■ **Set exercise**: Copy the listing from its start through the line containing "[0,104,590,332]", with both ends included and every request kept. Scale each bounding-box coordinate by 1.2 and round it to a whole number, with halves rounding up.
+===+
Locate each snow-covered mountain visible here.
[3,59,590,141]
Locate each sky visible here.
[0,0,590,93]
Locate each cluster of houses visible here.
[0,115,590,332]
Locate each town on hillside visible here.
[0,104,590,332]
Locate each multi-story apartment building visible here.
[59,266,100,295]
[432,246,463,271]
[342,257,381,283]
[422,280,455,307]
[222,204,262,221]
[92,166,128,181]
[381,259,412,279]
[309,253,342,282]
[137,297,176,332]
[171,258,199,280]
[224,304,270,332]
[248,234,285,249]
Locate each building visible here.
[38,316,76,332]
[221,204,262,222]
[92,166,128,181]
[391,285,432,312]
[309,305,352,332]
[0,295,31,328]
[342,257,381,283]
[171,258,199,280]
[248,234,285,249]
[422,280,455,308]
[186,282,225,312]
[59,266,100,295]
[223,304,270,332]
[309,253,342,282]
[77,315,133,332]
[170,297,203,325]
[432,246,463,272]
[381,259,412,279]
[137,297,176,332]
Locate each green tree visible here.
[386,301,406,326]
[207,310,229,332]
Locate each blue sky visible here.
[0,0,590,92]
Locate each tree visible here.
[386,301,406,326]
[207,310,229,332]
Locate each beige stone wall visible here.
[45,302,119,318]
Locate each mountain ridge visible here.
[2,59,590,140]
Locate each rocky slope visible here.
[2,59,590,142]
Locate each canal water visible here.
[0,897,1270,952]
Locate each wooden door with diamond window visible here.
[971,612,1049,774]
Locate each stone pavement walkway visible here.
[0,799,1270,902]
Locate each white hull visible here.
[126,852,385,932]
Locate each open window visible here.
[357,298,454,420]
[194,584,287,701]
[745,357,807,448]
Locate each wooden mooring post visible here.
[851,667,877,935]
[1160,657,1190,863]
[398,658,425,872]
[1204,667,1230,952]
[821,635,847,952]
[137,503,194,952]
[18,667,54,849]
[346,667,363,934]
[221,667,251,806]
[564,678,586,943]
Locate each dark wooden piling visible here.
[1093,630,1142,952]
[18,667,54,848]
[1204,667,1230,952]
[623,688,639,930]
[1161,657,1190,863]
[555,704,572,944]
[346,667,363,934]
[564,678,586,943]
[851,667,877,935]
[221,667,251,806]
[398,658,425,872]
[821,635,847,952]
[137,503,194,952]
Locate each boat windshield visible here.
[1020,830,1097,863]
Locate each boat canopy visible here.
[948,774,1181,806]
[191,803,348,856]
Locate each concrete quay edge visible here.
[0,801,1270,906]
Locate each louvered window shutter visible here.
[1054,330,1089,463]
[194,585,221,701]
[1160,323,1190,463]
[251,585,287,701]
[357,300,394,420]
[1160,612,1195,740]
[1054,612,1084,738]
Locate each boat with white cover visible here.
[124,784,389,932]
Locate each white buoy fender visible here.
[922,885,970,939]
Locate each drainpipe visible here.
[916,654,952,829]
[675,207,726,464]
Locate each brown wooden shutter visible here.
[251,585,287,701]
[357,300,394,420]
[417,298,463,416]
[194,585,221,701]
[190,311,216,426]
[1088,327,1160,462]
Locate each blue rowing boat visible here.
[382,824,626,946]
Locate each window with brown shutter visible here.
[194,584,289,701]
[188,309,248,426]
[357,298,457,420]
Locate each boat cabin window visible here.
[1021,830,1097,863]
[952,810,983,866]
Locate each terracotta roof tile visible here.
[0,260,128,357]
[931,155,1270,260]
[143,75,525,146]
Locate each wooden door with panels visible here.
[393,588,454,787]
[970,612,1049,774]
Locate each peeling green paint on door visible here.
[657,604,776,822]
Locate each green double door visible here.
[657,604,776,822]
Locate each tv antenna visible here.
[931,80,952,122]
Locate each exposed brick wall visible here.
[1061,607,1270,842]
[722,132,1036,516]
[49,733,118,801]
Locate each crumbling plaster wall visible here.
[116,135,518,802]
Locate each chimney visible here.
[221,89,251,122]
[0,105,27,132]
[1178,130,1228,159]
+===+
■ **Answer in full**:
Locate each snow-covered mountain visible here.
[4,71,708,169]
Locate each sky visible here.
[0,0,708,112]
Locate each cluster of houses visible here.
[0,138,708,398]
Locate each town on hillside visible here.
[0,125,708,398]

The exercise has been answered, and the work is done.